» Task brief:
Rewrite the rows below, replacing "single point" with "one point" wherever it occurs and leaving all other text unchanged.
─── Data extract ───
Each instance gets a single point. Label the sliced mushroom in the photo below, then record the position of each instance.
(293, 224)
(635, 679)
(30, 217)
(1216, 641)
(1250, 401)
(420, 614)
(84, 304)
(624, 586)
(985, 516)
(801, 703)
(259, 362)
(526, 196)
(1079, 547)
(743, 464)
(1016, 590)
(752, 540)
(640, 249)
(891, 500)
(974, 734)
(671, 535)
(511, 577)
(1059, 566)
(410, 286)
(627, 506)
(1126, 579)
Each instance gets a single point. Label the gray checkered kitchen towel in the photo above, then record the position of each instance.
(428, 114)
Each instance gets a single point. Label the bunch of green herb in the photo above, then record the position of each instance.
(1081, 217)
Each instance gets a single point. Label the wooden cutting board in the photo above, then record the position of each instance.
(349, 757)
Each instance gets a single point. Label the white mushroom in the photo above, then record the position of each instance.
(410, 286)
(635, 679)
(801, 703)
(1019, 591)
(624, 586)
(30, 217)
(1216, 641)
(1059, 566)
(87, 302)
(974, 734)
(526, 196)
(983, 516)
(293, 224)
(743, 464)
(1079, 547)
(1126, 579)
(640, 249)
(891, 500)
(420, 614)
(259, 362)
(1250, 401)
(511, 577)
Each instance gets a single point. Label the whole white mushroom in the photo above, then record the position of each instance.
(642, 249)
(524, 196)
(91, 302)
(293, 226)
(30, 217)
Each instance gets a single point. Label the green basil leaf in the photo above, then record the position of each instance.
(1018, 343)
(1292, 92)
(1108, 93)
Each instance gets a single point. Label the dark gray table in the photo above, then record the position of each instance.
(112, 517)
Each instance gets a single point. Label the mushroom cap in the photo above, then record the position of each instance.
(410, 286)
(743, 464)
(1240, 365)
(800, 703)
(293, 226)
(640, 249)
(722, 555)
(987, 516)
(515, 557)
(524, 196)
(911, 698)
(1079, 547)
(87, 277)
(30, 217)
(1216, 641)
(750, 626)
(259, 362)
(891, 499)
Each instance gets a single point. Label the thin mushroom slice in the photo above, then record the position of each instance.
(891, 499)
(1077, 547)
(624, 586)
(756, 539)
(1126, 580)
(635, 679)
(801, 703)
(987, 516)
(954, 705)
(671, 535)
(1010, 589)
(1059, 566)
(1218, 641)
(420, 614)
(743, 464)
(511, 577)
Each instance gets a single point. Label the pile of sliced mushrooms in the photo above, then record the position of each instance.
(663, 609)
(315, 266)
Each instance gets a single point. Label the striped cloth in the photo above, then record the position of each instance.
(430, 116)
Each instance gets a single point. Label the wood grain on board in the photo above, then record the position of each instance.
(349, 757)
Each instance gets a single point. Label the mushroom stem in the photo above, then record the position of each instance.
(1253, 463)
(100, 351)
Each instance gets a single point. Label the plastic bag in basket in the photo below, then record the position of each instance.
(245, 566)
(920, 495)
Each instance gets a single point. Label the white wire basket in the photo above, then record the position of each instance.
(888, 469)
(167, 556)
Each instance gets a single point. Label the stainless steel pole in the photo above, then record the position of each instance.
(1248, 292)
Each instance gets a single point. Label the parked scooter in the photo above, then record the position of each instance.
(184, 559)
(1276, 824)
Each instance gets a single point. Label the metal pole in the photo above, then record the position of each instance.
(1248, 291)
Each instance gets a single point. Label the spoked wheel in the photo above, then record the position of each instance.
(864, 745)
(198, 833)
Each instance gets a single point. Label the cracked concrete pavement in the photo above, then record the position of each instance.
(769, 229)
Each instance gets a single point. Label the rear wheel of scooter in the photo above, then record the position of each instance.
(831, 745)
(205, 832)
───
» Worked answer:
Each instance gets a one point. Label the sliced mushroom in the photo below, then record the position of each instance.
(293, 224)
(635, 679)
(30, 217)
(1216, 641)
(1250, 401)
(420, 614)
(84, 304)
(624, 586)
(985, 516)
(801, 703)
(259, 362)
(526, 196)
(1079, 547)
(743, 464)
(1016, 590)
(752, 540)
(640, 249)
(891, 500)
(974, 734)
(671, 535)
(511, 577)
(1059, 566)
(410, 286)
(627, 506)
(1126, 579)
Each instance gets a one point. Label the gray checkered kitchen towel in the photo above, then record the position of each instance.
(428, 114)
Each instance gets a one point. Label the bunch of green herb in the photo above, then record the position of each instance.
(1081, 217)
Each instance gets a one point. Label the wooden cutting board in the photo above, then record the position of each instance.
(349, 757)
Each instance gets a one point. Label the white mushroom in the photo above, then record the position of each instance.
(410, 286)
(635, 679)
(801, 703)
(1019, 591)
(624, 586)
(30, 217)
(1216, 641)
(1059, 566)
(87, 302)
(974, 734)
(526, 196)
(983, 516)
(293, 224)
(743, 464)
(1079, 547)
(1126, 579)
(640, 249)
(891, 500)
(420, 614)
(259, 362)
(1250, 401)
(511, 577)
Each instance gets a one point. Label the whole white mushroom in the photo above, then record the position of each instance.
(642, 249)
(524, 196)
(91, 302)
(293, 226)
(30, 217)
Each instance gets a one point. Label the green basil leaf in the photo above, then record the position of each instance.
(1018, 343)
(1292, 92)
(1108, 93)
Each instance gets a one point. Label the dark gray table in the photo above, then record the position of each instance.
(112, 517)
Each instance gets a one point. Label the mushroom cap in the photo above, then record the position of each instance.
(410, 286)
(743, 464)
(1240, 365)
(800, 703)
(293, 226)
(640, 249)
(722, 555)
(987, 516)
(515, 557)
(524, 196)
(911, 698)
(1079, 547)
(87, 277)
(30, 217)
(1216, 641)
(750, 626)
(259, 362)
(891, 499)
Each instance gets a one point. Label the thin mushroom slice in the photo above, then record the position of each instance.
(891, 499)
(1077, 547)
(624, 586)
(756, 539)
(1126, 580)
(635, 679)
(801, 703)
(987, 516)
(954, 705)
(671, 535)
(1010, 589)
(1059, 566)
(1218, 641)
(420, 614)
(743, 464)
(511, 577)
Each instance gets a one point. Label the pile of sliced mushrooms in the photo above, then record the position of each instance.
(663, 609)
(315, 266)
Each instance gets a one point. Label the striped cloth in the photo above, then record the position of each instance.
(430, 116)
Each instance gets a one point. Label the wood grain on board in the photo above, then record the position of each instance.
(349, 757)
Each instance gets a one point. Label the mushroom stem in the photo above, then record the position of each instance.
(1253, 463)
(100, 351)
Each instance gets a one point. Label the plastic bag in basket in the photo below, then record the position of each instance.
(245, 566)
(920, 495)
Each instance gets a one point. Label the white wire basket in the photo above, then record the position of each instance.
(888, 469)
(167, 556)
Each instance gets a one point. Label the stainless steel pole in the photo above, then record the position of each instance.
(1248, 292)
Each instance gets a one point. Label the parked scooter in the photo above, then record the position of each instance.
(184, 559)
(1276, 824)
Each instance gets a one point. Label the metal pole in the photo above, then record the position of each instance.
(1248, 291)
Each instance gets a one point. Label the spoked wheel in the photo above, then record the position of each instance.
(864, 745)
(198, 833)
Each instance gets a one point. Label the cracked concrete pavement in the photo above, then record the position of each instance.
(769, 229)
Each instance gets a one point. Label the rear wheel of scooter in the photo above, then record the position of each instance.
(831, 745)
(205, 832)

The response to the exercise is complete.